Short problem
Locate each line in the material below that contains the string "ocean", matching case exactly, and copy every such line in full.

Given data

+ + + +

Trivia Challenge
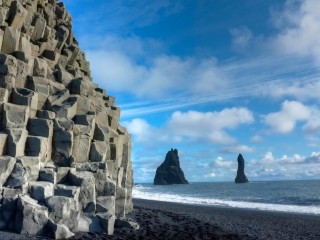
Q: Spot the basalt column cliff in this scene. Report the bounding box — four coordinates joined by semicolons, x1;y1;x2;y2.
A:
0;0;133;238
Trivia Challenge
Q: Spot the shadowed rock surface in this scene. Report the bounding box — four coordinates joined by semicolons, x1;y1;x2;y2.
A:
235;153;249;183
153;149;188;185
0;0;133;239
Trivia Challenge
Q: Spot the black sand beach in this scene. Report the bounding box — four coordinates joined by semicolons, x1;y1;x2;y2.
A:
0;199;320;240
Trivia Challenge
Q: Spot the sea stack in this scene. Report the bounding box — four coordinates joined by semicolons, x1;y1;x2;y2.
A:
153;149;188;185
0;0;133;239
235;153;248;183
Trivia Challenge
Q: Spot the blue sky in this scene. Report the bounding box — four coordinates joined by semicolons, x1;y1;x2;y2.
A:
64;0;320;182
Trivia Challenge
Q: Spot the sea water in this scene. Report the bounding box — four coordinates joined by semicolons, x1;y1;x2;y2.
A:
133;180;320;215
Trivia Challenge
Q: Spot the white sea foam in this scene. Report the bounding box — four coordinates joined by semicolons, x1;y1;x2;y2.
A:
133;186;320;215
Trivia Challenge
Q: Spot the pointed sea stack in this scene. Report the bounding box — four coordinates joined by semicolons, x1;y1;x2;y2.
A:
153;149;189;185
235;153;249;183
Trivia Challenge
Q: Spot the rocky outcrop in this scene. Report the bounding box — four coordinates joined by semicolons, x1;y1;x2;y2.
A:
235;153;248;183
153;149;188;185
0;0;133;239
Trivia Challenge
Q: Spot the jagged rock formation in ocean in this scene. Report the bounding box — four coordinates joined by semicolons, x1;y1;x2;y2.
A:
234;153;248;183
0;0;133;238
153;149;188;185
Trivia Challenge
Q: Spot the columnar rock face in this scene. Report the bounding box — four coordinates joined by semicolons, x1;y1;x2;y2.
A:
153;149;188;185
235;153;248;183
0;0;133;238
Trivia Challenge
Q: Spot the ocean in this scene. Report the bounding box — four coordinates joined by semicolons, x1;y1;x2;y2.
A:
133;180;320;215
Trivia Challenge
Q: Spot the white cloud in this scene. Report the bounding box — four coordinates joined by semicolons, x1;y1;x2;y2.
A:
213;157;235;169
221;144;254;153
123;108;254;145
265;79;320;101
82;35;229;99
272;0;320;63
302;108;320;134
122;118;156;142
246;151;320;180
264;100;311;134
168;108;254;144
250;135;263;143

+ + + +

Worked answer
Q: Spot the jagged rock formation in ocean in this scene. Report the bounding box — four coordinates joined by semicolons, x1;y1;x2;y2.
Q: Spot the ocean in this scene. Report the bounding box — four coordinates joined by semicolons, x1;y1;x2;y2.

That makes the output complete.